- **Task prompt**: Take the records below and write them out again exactly.

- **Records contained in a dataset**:
※ ※ ※
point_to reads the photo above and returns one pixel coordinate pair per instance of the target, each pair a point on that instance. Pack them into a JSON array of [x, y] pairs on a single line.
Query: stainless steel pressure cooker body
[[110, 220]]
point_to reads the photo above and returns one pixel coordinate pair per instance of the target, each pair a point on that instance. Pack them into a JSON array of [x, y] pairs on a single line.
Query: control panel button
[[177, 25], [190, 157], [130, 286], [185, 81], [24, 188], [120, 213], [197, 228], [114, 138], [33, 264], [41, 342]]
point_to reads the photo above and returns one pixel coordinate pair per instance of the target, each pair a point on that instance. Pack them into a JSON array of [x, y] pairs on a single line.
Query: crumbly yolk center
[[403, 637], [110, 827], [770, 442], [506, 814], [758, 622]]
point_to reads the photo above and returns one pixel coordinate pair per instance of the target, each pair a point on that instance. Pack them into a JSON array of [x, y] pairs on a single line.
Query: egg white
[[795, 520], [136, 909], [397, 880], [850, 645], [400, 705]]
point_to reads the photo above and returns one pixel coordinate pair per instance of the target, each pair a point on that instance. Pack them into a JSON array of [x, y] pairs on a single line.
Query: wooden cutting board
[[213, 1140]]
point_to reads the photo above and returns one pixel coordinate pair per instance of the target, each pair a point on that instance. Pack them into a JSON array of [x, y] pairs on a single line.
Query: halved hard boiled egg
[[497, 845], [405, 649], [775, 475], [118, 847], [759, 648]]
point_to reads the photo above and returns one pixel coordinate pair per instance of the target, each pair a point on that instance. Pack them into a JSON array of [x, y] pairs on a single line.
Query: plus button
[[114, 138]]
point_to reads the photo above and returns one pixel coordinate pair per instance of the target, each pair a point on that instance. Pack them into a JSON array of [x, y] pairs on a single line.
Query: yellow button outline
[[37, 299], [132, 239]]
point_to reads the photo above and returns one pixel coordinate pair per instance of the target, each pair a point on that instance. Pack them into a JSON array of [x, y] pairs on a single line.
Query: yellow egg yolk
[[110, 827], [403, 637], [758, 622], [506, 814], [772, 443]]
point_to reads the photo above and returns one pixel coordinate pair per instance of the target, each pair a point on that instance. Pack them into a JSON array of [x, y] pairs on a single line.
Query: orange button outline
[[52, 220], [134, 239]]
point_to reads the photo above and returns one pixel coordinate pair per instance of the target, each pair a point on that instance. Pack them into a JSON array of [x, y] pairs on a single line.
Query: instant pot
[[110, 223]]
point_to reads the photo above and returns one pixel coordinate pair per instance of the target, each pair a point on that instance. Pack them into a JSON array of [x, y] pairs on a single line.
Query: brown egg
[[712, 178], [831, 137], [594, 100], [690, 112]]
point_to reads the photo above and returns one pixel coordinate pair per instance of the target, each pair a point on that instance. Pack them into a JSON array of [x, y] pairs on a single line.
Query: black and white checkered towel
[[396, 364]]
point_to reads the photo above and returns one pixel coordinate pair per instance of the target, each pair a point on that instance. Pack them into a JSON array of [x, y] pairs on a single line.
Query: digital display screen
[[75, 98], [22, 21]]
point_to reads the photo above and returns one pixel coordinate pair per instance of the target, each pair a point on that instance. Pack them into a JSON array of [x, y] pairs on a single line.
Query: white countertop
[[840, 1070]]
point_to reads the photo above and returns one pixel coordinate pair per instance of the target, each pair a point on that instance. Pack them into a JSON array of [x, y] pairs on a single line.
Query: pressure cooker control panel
※ ※ ※
- **Solved problem**:
point_to reads the photo above and returns one pixel coordinate pair per instance of the target, each pair a point on that instance. Pack them into a JSON array of [x, y] pairs on a single line.
Query: stainless steel pressure cooker body
[[110, 220]]
point_to reads the photo above and returns one pixel coordinate pair per instance of the target, each pair a point on that instance. Pack them into a JSON array of [x, y] pairs on a single line.
Query: control panel button
[[177, 25], [190, 157], [130, 286], [185, 81], [24, 188], [120, 213], [197, 228], [114, 138], [33, 264], [41, 342]]
point_to reads the photo above and returns one pixel coordinate pair per instance of the target, each pair a point on that instance. Pack them into a JSON array of [x, y] pairs on a single line.
Query: crumbly yolk center
[[403, 637], [110, 827], [770, 442], [506, 814], [758, 622]]
point_to reads the photo above and returns one pixel coordinate pair per instance of the target, each pair a point on that instance. Pack them into a JSON array of [x, y] pairs on a single line.
Query: egg white
[[795, 520], [136, 909], [397, 880], [850, 645], [400, 705]]
point_to reads the photo above and returns one pixel coordinate pair per instance of the target, each pair a point on that instance. Pack them into a JSON array of [x, y] pairs on a single line.
Query: wooden cutting board
[[213, 1140]]
point_to reads the photo above and returns one pixel coordinate pair per instance of the target, each pair a point on that instance. Pack them into a JSON array of [x, y] pairs on a single line.
Query: halved hard boiled egg
[[497, 845], [405, 649], [775, 475], [118, 847], [759, 648]]
point_to reads the photo above and returns one pixel coordinate pair per instance of the target, each pair a point on that instance. Pack them into a JSON array of [x, y] pairs on a single line.
Query: plus button
[[114, 138]]
point_to reads the photo above and returns one pixel coordinate pair per instance of the target, each pair a point on that instance. Pack them into a JSON array of [x, y] pairs on a single line.
Query: yellow button outline
[[37, 299], [132, 239]]
point_to reads the photo above and returns one pixel coordinate pair per instance of the target, each pair a point on that instance. Pack them into a JSON array of [x, y] pairs on a single line.
Query: yellow egg yolk
[[110, 827], [403, 637], [758, 622], [506, 814], [772, 443]]
point_to reads the photo above and returns one pixel coordinate pair per instance of the target, each pair a point on that instance. Pack them into a JSON array of [x, y] pairs on a single line.
Query: orange button outline
[[52, 220], [134, 239]]
point_to reads the photo above and returns one pixel coordinate pair per instance of the target, each pair a point on that instance. Pack them into a JSON array of [x, y] pairs on a single line.
Query: instant pot
[[110, 223]]
point_to reads the photo above and returns one pixel coordinate pair per instance of the target, each pair a point on that instance. Pack them into a JSON array of [x, y] pairs on a single line.
Query: brown egg
[[712, 178], [831, 137], [594, 100], [690, 112]]
point_to reads the photo above and returns one pixel coordinate pair per instance of the target, each pair a point on that instance. Pack them into a JSON array of [x, y] pairs on a single line.
Query: black and white checkered towel
[[396, 364]]
point_to reads the photo above and returns one pixel coordinate pair per instance of the target, each pair a point on that instance. Pack them into a JSON array of [x, y] pairs on a single line.
Query: digital display screen
[[75, 98], [22, 21]]
point_to reads the photo above and returns one pixel coordinate pair per instance of the target, each pair a point on that instance. Pack them into a JSON array of [x, y] pairs on a single line.
Query: white countertop
[[840, 1070]]
point_to reads the photo above and returns one pixel coordinate pair per instance of the target, each pair a point on that instance. Pack them into a JSON array of [x, y] pairs on a single line.
Query: pressure cooker control panel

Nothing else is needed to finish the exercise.